--- Exercise task ---
Render the entries below as a JSON list of strings, one string per line and blank lines omitted. Include only the part that runs from the start of the entries through the line containing "pixel 827 408".

** Start of Information given **

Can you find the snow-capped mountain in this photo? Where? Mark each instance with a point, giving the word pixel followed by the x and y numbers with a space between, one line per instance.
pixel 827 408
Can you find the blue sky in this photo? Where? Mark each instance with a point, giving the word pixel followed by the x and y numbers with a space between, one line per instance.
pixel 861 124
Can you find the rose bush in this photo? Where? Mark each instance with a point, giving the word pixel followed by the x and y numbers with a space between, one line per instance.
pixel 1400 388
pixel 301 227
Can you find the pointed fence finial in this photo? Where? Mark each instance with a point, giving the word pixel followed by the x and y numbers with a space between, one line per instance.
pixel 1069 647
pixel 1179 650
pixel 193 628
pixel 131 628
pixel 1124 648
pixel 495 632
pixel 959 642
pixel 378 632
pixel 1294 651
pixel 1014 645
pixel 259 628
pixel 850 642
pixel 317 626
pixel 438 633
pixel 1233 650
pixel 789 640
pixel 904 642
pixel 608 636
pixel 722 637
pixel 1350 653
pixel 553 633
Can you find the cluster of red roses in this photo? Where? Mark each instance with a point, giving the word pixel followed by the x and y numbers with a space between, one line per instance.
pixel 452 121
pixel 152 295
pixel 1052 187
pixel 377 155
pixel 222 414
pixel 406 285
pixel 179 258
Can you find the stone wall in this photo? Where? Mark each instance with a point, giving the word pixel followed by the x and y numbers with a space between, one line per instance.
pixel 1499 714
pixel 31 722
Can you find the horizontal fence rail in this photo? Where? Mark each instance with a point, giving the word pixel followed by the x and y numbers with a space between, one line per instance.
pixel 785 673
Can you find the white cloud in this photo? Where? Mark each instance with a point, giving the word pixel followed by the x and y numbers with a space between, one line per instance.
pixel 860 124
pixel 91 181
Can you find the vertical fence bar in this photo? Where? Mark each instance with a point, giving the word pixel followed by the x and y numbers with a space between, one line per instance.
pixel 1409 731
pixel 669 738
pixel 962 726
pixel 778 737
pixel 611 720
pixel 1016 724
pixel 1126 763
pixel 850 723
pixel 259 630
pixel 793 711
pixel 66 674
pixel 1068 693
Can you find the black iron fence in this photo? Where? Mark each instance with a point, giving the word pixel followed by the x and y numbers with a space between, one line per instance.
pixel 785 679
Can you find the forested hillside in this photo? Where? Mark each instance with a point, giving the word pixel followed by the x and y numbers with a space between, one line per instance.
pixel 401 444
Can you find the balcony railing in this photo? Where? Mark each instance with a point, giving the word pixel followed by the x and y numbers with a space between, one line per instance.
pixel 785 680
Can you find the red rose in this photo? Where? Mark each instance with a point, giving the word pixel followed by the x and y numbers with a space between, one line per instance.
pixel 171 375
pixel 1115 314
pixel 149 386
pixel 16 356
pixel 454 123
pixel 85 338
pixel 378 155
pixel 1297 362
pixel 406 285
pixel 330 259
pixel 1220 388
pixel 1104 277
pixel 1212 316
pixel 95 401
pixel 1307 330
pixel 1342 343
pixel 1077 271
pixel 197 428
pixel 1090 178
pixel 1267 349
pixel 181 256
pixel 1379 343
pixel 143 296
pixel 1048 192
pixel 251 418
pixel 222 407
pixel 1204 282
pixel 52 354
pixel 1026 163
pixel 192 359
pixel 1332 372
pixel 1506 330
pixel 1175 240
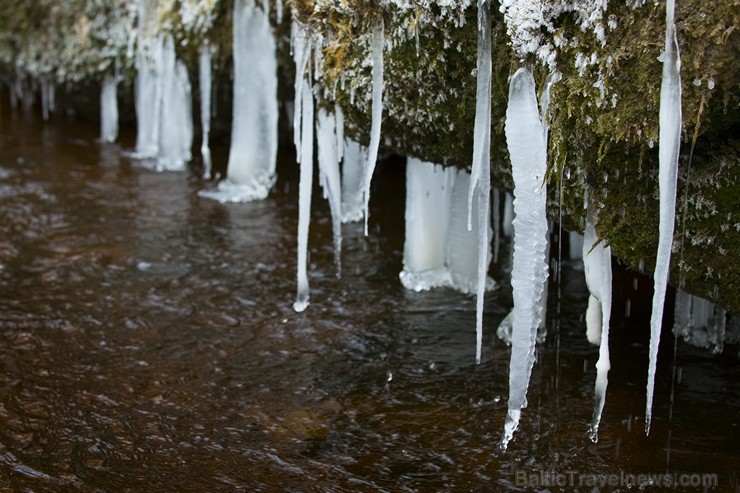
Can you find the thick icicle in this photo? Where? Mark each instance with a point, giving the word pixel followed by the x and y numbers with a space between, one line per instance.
pixel 480 176
pixel 378 43
pixel 176 120
pixel 526 143
pixel 428 201
pixel 253 154
pixel 304 195
pixel 329 144
pixel 597 265
pixel 670 143
pixel 148 87
pixel 109 109
pixel 204 75
pixel 353 181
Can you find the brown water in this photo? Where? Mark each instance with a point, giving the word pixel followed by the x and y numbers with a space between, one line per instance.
pixel 147 343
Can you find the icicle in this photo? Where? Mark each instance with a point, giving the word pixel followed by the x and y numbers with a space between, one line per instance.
pixel 597 265
pixel 254 132
pixel 204 74
pixel 353 181
pixel 378 42
pixel 670 143
pixel 304 195
pixel 176 120
pixel 329 145
pixel 496 206
pixel 482 129
pixel 463 244
pixel 480 176
pixel 508 221
pixel 301 50
pixel 526 143
pixel 109 109
pixel 45 106
pixel 575 246
pixel 148 97
pixel 428 201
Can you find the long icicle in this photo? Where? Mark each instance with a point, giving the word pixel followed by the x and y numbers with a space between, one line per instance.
pixel 304 156
pixel 597 265
pixel 378 42
pixel 526 142
pixel 670 143
pixel 204 71
pixel 481 172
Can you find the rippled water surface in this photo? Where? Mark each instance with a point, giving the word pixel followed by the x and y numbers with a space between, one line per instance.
pixel 148 343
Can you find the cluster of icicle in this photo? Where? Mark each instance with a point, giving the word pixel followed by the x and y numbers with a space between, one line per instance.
pixel 163 100
pixel 448 211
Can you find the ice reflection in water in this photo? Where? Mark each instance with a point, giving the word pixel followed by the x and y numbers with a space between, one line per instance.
pixel 147 342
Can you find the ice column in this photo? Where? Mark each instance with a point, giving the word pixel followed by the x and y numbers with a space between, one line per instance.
pixel 462 243
pixel 303 137
pixel 109 109
pixel 670 143
pixel 330 144
pixel 48 97
pixel 353 181
pixel 428 201
pixel 526 142
pixel 253 152
pixel 204 73
pixel 597 265
pixel 176 120
pixel 480 176
pixel 378 42
pixel 148 86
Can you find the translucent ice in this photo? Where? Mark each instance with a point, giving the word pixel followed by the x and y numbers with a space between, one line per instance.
pixel 670 143
pixel 204 72
pixel 526 142
pixel 253 154
pixel 597 266
pixel 329 151
pixel 353 181
pixel 378 42
pixel 109 109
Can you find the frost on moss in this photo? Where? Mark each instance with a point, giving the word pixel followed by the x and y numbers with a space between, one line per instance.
pixel 603 113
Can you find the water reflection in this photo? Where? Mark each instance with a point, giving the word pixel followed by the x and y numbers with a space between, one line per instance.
pixel 147 342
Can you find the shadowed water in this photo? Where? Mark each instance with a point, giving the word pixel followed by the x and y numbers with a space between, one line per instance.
pixel 148 343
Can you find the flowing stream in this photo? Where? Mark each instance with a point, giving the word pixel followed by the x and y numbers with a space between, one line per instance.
pixel 148 343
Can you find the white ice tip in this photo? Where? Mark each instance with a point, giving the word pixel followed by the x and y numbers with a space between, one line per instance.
pixel 300 305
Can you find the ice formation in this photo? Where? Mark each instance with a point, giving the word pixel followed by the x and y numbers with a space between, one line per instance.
pixel 428 201
pixel 109 109
pixel 304 196
pixel 328 139
pixel 507 226
pixel 670 143
pixel 378 43
pixel 439 249
pixel 48 97
pixel 148 86
pixel 303 138
pixel 204 75
pixel 353 181
pixel 700 322
pixel 254 132
pixel 176 119
pixel 597 265
pixel 480 177
pixel 526 142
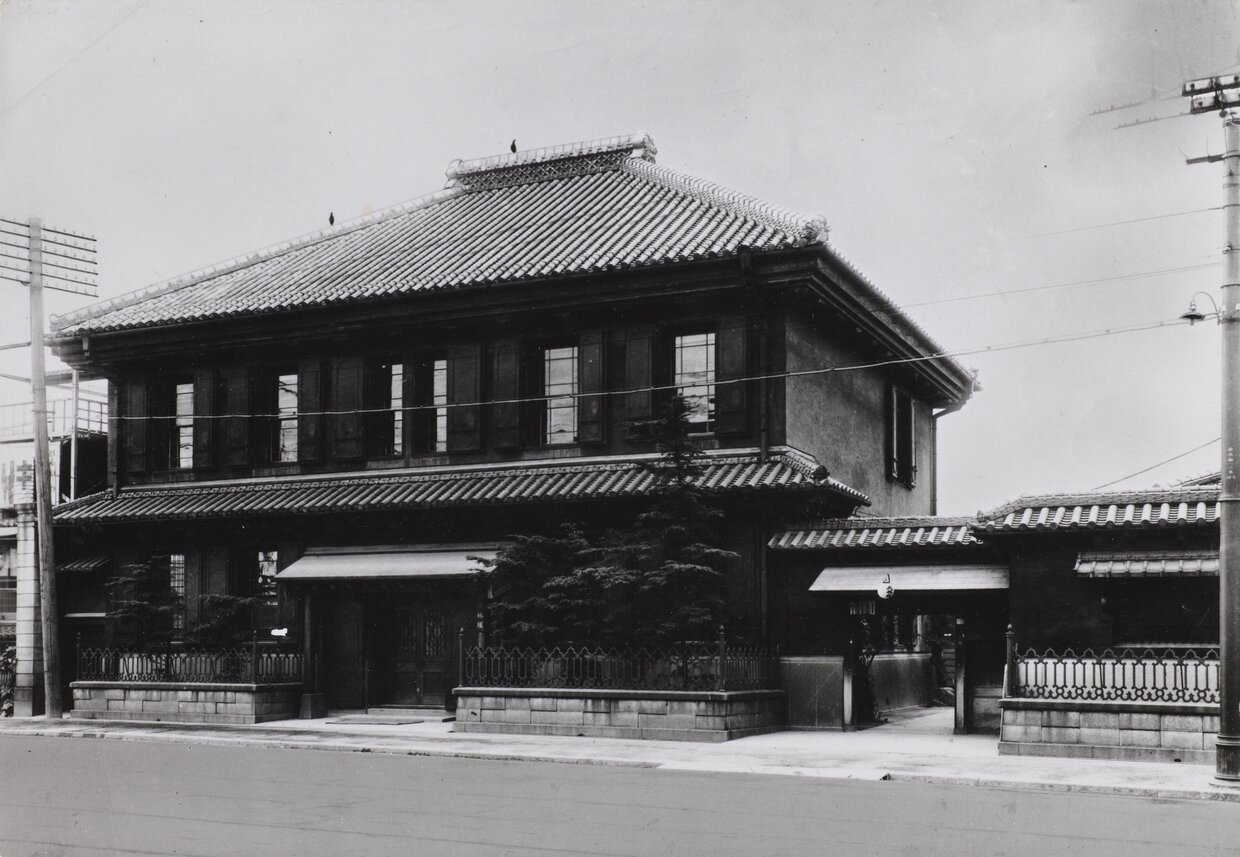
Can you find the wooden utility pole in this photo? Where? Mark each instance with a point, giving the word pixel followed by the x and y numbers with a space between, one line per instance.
pixel 27 256
pixel 1208 96
pixel 48 614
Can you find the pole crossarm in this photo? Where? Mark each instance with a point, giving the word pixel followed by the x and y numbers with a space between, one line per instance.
pixel 1208 94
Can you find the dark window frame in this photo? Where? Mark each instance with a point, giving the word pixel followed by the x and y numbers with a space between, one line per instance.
pixel 902 443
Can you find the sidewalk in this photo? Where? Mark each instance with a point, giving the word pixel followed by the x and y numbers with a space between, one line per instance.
pixel 900 752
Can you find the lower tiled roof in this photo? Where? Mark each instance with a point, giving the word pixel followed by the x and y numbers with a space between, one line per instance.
pixel 1148 563
pixel 531 481
pixel 878 533
pixel 1157 507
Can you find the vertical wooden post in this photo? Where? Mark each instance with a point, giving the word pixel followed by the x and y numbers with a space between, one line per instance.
pixel 1009 676
pixel 460 656
pixel 253 656
pixel 850 718
pixel 962 703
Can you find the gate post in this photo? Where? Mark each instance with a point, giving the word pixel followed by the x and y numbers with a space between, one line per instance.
pixel 1009 677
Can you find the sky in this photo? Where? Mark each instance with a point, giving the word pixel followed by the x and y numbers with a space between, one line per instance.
pixel 956 150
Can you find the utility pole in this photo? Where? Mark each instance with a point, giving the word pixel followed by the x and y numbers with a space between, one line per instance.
pixel 48 614
pixel 1207 96
pixel 72 264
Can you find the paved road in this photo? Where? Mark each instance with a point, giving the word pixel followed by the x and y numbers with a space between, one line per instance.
pixel 62 796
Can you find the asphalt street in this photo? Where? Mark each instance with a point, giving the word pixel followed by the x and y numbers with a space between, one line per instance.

** End of Information given **

--- Result of the task ---
[
  "Can you find the snow-capped mountain in this photo? Where? Mark each instance with a point, giving the word pixel followed by the x and y numbers with a space between, one line per instance.",
  "pixel 827 408"
]